## Instructions to follow
Copy every line of the material below, from the line with "the skyscraper, where" through the end of the material, and offset each answer coordinate by adding 22 to it.

(Dataset excerpts on object pointing)
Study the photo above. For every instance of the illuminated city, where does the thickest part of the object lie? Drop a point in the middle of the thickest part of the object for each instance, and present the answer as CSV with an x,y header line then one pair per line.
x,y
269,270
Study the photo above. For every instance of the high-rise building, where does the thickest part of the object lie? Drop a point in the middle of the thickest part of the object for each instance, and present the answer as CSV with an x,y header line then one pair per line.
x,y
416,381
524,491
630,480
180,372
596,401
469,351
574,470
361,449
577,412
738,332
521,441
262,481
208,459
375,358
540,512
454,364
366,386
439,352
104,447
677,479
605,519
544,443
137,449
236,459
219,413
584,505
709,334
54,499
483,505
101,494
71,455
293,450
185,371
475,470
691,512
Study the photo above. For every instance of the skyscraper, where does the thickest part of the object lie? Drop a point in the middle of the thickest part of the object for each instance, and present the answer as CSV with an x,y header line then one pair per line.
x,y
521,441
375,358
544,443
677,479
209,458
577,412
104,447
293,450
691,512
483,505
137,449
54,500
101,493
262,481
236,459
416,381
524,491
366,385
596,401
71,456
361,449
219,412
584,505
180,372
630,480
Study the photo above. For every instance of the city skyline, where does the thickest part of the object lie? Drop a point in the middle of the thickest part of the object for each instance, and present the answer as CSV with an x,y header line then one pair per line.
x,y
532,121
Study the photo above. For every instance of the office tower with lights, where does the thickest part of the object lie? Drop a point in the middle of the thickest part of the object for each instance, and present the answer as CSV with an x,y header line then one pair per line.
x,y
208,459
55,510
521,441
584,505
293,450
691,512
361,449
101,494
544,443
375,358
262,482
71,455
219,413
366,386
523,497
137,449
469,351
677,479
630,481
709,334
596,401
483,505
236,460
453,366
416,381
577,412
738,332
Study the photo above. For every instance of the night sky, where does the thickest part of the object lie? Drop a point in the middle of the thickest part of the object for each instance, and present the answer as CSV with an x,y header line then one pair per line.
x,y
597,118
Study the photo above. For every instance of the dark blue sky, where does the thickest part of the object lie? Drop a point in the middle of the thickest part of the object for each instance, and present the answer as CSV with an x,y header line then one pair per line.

## Exercise answer
Study the photo above. For every instance of the skyscraper, where does the thickest part of the object lie? Drop a point in the middle of the thickest part of the object for each instance, and present the answer as CSV with an x,y header line then one pair per line.
x,y
543,463
397,380
566,465
699,501
231,480
599,434
126,469
315,472
713,534
505,527
159,471
76,522
123,515
284,503
258,481
438,403
546,513
388,407
618,423
93,478
383,471
241,434
606,527
202,394
652,502
Study the photo above. For every instance of the city skyline, where does the thickest part of the object lie? Drop a point in the middle of the thickest part of the object for each instance, and present the answer as CSV with an x,y header line then one pair per line.
x,y
554,143
Study the photo above. For every instance of the office tower with lights, where does the thickest part of the object lie? Drop a point in the middle of the thickest part of the object for each instance, and present the answer as CSV with an x,y header line then one pair per line.
x,y
230,481
77,532
543,463
606,527
315,472
713,534
383,471
123,516
566,465
397,380
284,504
93,477
241,435
388,408
545,519
159,471
491,373
699,501
652,503
731,356
618,423
505,527
258,482
475,388
438,403
599,434
760,354
Study the photo above. For every instance of the night sky, where does the thickest part of the object lie? Drop a point in the middle of the thickest part of the object for each instance, and present the answer as CSV with an x,y header line then one pair per line.
x,y
619,140
Study the photo above. For every instance of the dark blue sky, where does the thickest part of the object lie? Drop a point in the middle of the thickest part of the object for each instance, and present the answer as CSV with an x,y header line then one pair per line.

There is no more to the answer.